CHECK YOUR UNDERSTANDING>
A: Transcribe the part of the passage on empathy that opens with the words containing "In a society" and closes with "needs of others.".
B: For each statement, state whether the passage on empathy agrees with it, answering yes or no and quoting the deciding words: (i) Empathy is defined as the ability to understand and share the feelings of another. (ii) Empathy is described as an optional ingredient of successful relationships. (iii) Awareness and compassion can bring about solutions.
C: According to the passage on empathy, what does empathy help us understand about others? List every item named.

Harnessing the Power of Empathy to Build Stronger and Healthier Communities

Harnessing the Power of Empathy to Build Stronger and Healthier Communities
Empathy – the ability to understand and share the feelings of another

In a society where bitterness and communal tensions are at a high and selflessness and brotherly love mixed in the lows, empathy is needed more than ever to rebuild and maintain sustainable communities. As the expression goes: "United we stand, divided we fall." If we cannot get along, respect each other and work together, we will become a fallen people and a destroyed nation. Awareness and compassion can bring about solutions. As an important first step towards compassionate behavior, empathy sets about restoring trust and rebuilding alliances. In fact, empathy is a vital ingredient of successful relationships as it helps us understand the motivations, perspectives, and needs of others.

(Saved data entries)

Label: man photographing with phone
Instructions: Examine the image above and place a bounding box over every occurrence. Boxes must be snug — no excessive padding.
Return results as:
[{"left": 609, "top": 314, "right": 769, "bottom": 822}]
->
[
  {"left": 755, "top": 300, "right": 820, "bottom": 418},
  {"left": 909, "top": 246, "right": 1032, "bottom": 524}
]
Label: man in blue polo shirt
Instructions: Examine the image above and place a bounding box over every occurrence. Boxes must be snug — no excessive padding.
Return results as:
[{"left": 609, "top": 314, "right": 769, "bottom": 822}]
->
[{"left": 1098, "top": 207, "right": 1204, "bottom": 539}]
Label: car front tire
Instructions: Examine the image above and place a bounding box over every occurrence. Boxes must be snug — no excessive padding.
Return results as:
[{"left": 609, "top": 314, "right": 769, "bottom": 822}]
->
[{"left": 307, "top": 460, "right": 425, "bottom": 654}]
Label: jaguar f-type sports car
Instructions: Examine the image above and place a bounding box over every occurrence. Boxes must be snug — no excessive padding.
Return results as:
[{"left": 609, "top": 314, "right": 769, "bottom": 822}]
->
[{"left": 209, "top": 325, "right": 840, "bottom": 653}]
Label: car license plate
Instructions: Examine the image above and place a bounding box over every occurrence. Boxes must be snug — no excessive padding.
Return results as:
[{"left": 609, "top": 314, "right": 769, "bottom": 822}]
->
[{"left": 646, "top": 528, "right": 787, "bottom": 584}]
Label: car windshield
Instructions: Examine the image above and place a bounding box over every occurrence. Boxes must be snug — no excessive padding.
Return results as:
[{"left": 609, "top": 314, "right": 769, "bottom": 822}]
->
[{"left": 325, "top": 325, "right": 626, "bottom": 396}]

ANSWERS GIVEN>
A:
In a society where bitterness and communal tensions are at a high and selflessness and brotherly love mixed in the lows, empathy is needed more than ever to rebuild and maintain sustainable communities. As the expression goes: "United we stand, divided we fall." If we cannot get along, respect each other and work together, we will become a fallen people and a destroyed nation. Awareness and compassion can bring about solutions. As an important first step towards compassionate behavior, empathy sets about restoring trust and rebuilding alliances. In fact, empathy is a vital ingredient of successful relationships as it helps us understand the motivations, perspectives, and needs of others.

B:
(i) Yes: "Empathy – the ability to understand and share the feelings of another"
(ii) No: "empathy is a vital ingredient of successful relationships"
(iii) Yes: "Awareness and compassion can bring about solutions."

C: motivations, perspectives, needs